*Supplied data*
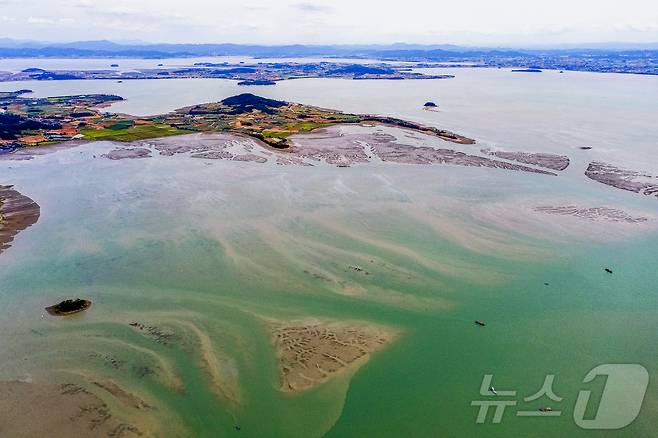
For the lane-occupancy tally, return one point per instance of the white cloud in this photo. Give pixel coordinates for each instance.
(335, 21)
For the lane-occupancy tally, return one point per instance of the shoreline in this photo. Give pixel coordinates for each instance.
(17, 213)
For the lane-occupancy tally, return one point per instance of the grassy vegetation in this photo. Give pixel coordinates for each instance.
(139, 132)
(294, 128)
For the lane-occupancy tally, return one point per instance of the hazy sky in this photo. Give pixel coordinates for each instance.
(491, 22)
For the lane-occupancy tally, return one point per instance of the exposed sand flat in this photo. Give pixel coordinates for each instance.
(17, 212)
(630, 180)
(224, 380)
(311, 352)
(548, 161)
(124, 153)
(151, 363)
(57, 411)
(334, 146)
(593, 213)
(125, 397)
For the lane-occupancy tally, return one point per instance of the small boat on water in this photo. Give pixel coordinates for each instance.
(69, 307)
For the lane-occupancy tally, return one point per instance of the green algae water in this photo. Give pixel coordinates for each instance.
(186, 260)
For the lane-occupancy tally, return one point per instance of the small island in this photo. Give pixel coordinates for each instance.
(257, 82)
(43, 121)
(68, 307)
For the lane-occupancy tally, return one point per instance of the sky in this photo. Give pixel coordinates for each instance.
(467, 22)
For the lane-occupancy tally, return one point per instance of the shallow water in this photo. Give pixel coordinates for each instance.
(209, 250)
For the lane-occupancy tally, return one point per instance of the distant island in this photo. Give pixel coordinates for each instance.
(30, 122)
(257, 82)
(611, 58)
(256, 74)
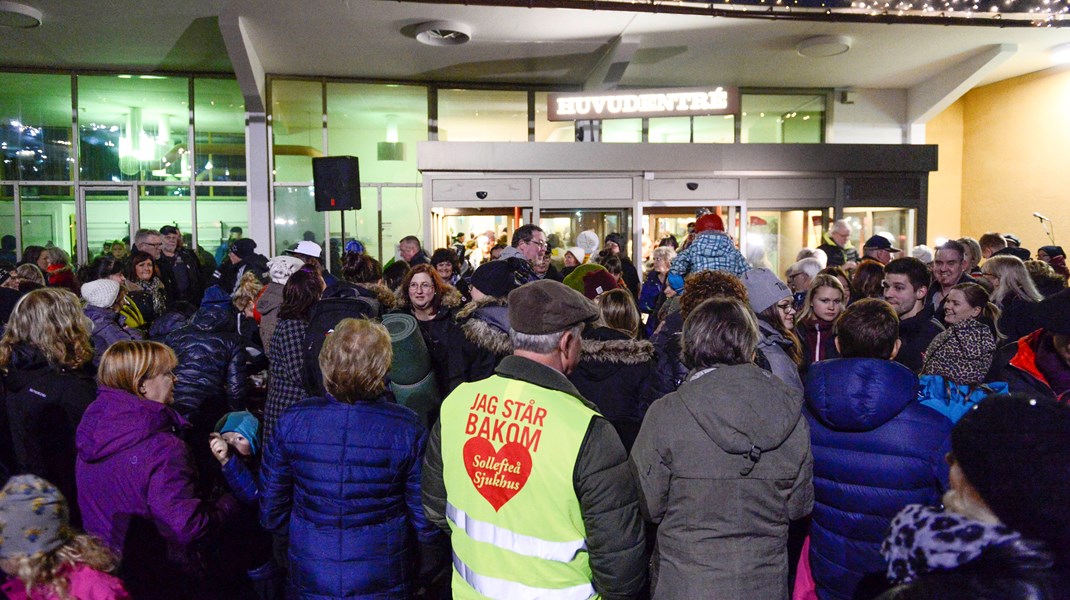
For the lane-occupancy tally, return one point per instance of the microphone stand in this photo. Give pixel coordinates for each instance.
(1049, 229)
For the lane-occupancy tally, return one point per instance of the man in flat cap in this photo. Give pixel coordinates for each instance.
(531, 482)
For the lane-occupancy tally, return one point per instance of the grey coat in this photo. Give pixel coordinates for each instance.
(773, 344)
(723, 464)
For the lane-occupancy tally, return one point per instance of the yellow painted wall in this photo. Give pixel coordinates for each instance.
(945, 185)
(1015, 157)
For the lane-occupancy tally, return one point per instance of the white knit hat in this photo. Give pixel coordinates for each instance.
(281, 267)
(577, 252)
(101, 293)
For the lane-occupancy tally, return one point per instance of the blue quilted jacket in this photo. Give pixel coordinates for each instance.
(875, 450)
(346, 477)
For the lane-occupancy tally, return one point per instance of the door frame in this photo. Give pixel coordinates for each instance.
(82, 190)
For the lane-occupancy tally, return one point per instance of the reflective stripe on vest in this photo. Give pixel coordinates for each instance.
(502, 589)
(488, 533)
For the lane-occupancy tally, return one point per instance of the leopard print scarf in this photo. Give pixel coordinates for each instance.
(928, 538)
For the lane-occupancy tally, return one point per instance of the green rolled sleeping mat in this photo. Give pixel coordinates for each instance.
(412, 362)
(412, 378)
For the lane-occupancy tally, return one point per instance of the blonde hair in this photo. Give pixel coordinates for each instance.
(125, 365)
(1014, 279)
(248, 290)
(618, 311)
(355, 357)
(51, 321)
(42, 573)
(822, 280)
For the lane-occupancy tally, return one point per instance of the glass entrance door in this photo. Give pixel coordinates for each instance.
(106, 219)
(563, 228)
(663, 224)
(483, 229)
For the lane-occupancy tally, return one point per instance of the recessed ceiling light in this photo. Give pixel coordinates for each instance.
(18, 16)
(1060, 54)
(823, 46)
(443, 33)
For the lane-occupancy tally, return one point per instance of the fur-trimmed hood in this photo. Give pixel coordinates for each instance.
(375, 291)
(604, 344)
(486, 323)
(451, 298)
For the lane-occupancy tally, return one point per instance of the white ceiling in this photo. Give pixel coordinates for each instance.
(363, 39)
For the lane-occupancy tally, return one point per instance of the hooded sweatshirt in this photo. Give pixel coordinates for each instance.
(723, 463)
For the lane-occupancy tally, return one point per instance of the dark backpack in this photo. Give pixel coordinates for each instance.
(325, 314)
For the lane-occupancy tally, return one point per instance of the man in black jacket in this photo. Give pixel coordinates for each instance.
(180, 266)
(241, 258)
(615, 244)
(905, 287)
(509, 503)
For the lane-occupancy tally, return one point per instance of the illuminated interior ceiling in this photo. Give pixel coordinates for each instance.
(994, 13)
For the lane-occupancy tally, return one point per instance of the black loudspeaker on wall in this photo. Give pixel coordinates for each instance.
(337, 182)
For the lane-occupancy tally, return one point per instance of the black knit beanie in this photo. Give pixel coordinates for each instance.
(1015, 451)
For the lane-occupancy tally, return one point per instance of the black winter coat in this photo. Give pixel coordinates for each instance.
(211, 379)
(915, 335)
(617, 374)
(42, 409)
(483, 337)
(1023, 570)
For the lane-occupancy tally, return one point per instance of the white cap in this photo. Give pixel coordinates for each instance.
(101, 293)
(281, 267)
(308, 249)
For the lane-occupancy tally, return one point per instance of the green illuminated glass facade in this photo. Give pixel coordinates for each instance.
(90, 158)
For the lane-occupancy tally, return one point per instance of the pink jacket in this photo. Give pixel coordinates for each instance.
(86, 584)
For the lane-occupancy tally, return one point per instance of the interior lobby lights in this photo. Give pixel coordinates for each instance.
(991, 13)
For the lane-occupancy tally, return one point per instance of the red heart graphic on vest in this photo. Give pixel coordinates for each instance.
(498, 476)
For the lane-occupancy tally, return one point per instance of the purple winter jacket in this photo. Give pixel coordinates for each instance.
(136, 488)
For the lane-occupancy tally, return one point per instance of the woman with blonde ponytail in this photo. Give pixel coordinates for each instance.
(45, 356)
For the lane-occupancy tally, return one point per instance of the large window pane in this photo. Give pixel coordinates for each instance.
(219, 211)
(48, 216)
(9, 247)
(402, 215)
(379, 124)
(162, 205)
(483, 116)
(714, 129)
(295, 217)
(670, 129)
(783, 119)
(107, 219)
(133, 127)
(550, 131)
(296, 128)
(218, 131)
(623, 131)
(34, 126)
(362, 226)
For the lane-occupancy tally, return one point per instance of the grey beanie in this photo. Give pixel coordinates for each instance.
(33, 517)
(764, 289)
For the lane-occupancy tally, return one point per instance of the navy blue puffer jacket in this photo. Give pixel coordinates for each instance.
(875, 450)
(346, 477)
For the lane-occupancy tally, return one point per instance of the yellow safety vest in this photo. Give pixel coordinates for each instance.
(508, 452)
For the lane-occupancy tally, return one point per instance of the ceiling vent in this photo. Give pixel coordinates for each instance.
(823, 46)
(443, 33)
(18, 16)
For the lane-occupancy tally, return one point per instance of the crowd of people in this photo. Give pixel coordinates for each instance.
(458, 424)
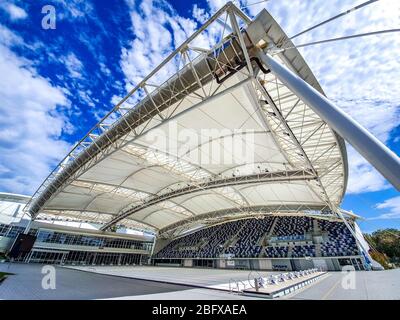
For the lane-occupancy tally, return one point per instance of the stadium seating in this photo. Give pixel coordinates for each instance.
(340, 243)
(265, 237)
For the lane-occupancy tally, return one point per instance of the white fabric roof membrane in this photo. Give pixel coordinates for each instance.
(246, 144)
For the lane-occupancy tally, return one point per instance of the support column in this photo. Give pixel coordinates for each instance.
(374, 151)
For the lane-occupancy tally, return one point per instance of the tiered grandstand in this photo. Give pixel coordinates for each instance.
(270, 237)
(261, 178)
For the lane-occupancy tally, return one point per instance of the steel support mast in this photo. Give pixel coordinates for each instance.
(373, 150)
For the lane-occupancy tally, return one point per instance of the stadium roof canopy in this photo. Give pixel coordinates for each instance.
(209, 134)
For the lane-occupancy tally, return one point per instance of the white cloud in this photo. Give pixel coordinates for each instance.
(393, 205)
(15, 12)
(73, 64)
(31, 124)
(362, 76)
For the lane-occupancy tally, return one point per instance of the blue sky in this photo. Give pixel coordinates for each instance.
(56, 84)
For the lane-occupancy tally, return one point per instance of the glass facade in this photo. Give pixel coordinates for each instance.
(49, 236)
(85, 258)
(66, 254)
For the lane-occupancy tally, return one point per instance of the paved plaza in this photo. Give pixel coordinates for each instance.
(166, 283)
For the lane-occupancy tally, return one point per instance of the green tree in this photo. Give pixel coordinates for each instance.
(386, 242)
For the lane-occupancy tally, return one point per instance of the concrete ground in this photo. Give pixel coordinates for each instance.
(198, 277)
(26, 284)
(190, 283)
(365, 285)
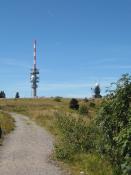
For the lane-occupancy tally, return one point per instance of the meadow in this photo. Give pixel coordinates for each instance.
(7, 124)
(74, 133)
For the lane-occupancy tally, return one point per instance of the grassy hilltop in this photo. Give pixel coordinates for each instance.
(51, 113)
(96, 138)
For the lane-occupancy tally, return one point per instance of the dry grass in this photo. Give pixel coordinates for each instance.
(42, 112)
(6, 122)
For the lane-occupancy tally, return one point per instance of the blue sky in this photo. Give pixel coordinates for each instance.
(79, 43)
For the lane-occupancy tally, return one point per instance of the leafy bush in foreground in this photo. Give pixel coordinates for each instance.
(77, 136)
(114, 122)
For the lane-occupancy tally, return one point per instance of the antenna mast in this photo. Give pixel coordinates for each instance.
(34, 78)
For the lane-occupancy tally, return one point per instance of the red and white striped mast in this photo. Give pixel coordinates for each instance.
(34, 74)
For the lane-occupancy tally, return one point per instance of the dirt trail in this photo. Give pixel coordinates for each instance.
(26, 150)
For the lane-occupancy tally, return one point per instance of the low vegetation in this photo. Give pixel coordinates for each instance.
(95, 137)
(6, 123)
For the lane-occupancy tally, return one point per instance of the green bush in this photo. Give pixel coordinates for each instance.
(114, 123)
(83, 109)
(76, 133)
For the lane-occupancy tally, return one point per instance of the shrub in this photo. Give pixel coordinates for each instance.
(77, 136)
(74, 104)
(83, 109)
(114, 123)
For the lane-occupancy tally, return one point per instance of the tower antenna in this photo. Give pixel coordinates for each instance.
(34, 76)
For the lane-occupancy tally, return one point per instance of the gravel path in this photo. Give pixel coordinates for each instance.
(26, 150)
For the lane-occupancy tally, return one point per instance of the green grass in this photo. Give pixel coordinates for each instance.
(6, 122)
(42, 111)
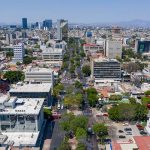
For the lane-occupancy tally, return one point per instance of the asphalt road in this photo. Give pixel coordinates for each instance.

*Aim*
Quote word for word every line from the one containing "the green grass" up to and including the final line of the entries, and omit any picture from your answer.

*Completed exercise*
For the lane-occupancy tally, return one point per instance of the green grass in this photo. Give pixel coordinates for each instance.
(6, 122)
(42, 111)
For the lane-occupancy tally, return one point per instance of the asphalt road in this photo. Give pixel coordinates for each instance.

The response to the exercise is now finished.